* TASK INSTRUCTIONS: Count the lines in the items below that contain the word "roof", and give only that number.
==============================
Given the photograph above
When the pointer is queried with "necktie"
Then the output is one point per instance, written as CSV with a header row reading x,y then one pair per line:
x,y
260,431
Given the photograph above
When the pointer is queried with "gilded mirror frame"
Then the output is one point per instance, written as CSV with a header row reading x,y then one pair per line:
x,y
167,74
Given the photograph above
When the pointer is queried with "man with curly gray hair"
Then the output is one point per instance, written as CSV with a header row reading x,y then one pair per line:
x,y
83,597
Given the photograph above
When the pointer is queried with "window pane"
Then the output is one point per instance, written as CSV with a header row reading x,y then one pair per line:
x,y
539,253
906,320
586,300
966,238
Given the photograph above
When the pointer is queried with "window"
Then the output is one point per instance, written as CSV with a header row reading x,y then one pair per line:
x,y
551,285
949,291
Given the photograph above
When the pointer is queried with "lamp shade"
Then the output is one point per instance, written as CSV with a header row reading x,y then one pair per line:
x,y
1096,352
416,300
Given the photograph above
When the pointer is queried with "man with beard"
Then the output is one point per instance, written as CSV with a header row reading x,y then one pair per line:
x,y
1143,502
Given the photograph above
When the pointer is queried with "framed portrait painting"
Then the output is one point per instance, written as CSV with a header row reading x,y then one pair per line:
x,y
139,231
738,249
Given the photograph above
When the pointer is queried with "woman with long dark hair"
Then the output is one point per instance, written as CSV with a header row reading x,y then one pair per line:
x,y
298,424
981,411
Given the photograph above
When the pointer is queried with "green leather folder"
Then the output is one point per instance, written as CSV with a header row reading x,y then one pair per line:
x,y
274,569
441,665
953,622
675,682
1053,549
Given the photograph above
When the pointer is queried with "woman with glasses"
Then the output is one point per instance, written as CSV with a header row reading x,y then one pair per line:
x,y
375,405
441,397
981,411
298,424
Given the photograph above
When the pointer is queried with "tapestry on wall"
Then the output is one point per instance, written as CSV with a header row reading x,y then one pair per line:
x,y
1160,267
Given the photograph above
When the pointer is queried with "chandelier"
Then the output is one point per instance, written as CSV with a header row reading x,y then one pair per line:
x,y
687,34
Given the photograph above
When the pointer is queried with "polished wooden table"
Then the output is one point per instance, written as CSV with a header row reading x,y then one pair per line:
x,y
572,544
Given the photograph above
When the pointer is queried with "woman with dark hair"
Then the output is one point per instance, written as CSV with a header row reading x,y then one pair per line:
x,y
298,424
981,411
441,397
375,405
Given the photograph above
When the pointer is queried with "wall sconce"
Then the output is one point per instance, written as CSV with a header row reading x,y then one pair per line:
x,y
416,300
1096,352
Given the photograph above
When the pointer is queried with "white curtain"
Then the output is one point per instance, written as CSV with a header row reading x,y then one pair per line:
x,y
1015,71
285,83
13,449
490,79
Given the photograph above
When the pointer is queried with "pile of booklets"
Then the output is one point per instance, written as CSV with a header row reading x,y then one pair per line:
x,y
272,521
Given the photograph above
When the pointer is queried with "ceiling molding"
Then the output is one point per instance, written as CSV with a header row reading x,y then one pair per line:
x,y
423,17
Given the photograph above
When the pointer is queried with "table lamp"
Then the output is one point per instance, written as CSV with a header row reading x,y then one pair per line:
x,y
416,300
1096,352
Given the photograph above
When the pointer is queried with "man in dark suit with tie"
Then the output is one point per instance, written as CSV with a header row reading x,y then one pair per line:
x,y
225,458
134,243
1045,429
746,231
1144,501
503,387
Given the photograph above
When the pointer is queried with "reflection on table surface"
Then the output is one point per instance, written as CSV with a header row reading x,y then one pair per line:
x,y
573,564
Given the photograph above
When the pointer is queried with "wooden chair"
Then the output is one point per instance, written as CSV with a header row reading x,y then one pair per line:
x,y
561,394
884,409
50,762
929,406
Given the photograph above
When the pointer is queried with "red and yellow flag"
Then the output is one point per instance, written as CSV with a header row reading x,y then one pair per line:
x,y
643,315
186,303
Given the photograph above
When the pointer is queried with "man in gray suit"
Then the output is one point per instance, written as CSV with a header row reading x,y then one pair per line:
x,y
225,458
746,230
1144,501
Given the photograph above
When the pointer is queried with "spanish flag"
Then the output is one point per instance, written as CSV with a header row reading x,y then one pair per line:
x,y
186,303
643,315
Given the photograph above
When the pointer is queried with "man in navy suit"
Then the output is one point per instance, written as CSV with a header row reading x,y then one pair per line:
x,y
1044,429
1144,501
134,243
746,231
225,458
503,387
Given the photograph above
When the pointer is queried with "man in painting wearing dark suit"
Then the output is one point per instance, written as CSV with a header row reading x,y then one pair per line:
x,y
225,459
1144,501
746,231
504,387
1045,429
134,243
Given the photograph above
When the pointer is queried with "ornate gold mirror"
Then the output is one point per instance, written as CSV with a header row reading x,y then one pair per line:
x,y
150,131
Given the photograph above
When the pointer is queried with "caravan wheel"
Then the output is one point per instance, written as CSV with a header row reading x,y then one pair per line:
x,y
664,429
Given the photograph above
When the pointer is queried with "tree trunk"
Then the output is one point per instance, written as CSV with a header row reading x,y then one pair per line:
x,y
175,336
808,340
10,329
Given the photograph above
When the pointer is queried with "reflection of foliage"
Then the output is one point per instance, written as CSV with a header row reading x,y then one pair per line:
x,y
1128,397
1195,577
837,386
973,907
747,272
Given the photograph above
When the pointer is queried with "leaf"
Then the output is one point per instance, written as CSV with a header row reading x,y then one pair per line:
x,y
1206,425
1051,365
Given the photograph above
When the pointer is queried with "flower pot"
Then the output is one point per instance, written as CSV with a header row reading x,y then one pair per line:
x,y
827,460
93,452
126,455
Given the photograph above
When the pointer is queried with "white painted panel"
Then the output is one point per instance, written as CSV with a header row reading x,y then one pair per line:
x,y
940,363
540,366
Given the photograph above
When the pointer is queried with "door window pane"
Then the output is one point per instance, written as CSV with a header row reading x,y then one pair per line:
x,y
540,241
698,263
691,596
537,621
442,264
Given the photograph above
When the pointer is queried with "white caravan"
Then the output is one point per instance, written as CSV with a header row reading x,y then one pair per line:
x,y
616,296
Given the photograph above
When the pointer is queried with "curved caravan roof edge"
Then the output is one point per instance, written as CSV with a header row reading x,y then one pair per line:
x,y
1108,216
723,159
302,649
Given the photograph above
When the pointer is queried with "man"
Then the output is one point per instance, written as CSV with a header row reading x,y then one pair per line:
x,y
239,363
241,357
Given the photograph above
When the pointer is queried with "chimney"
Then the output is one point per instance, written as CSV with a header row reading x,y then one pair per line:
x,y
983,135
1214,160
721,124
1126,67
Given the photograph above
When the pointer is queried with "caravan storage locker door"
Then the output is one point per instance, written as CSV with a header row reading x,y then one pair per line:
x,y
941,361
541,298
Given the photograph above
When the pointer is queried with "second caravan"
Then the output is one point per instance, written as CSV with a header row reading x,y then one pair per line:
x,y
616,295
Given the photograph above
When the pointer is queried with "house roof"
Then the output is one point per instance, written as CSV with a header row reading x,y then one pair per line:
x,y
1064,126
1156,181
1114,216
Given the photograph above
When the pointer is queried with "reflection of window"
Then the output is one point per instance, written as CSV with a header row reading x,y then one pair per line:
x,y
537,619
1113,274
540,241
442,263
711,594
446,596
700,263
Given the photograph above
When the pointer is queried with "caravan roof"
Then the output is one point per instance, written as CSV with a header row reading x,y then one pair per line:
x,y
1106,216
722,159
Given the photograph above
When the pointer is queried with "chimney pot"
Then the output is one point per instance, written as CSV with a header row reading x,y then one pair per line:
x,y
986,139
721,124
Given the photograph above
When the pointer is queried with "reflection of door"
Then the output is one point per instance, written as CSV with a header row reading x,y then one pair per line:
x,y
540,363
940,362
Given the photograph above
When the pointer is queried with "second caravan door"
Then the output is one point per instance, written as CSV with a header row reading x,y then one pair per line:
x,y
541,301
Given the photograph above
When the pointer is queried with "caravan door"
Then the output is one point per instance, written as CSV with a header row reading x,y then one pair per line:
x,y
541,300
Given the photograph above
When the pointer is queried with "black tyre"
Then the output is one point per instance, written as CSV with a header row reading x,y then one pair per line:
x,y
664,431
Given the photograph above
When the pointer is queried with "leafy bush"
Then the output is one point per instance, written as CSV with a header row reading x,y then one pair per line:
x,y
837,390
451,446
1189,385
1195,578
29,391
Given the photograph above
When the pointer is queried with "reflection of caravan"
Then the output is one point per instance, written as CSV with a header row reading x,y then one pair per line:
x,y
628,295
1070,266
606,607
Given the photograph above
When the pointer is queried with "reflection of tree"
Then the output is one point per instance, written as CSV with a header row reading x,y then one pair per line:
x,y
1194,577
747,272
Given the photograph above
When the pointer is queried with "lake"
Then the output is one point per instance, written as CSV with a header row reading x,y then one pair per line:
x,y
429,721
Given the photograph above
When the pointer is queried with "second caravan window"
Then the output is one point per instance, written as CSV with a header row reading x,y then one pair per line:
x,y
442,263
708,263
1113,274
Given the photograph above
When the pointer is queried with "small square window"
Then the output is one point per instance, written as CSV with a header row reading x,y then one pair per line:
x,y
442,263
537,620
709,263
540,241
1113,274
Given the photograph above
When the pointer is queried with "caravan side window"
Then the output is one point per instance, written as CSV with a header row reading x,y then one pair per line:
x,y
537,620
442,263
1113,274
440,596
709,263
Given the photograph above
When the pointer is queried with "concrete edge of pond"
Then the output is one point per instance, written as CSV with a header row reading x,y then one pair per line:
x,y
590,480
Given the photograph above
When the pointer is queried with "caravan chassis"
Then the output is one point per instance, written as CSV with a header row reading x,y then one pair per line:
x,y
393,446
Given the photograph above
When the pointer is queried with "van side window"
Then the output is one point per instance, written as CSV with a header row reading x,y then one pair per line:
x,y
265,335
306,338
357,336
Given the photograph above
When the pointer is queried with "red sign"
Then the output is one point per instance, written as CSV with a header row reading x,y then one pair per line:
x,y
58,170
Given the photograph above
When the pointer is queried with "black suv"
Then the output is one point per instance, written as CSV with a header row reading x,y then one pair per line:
==============================
* EXERCISE RESULT: 3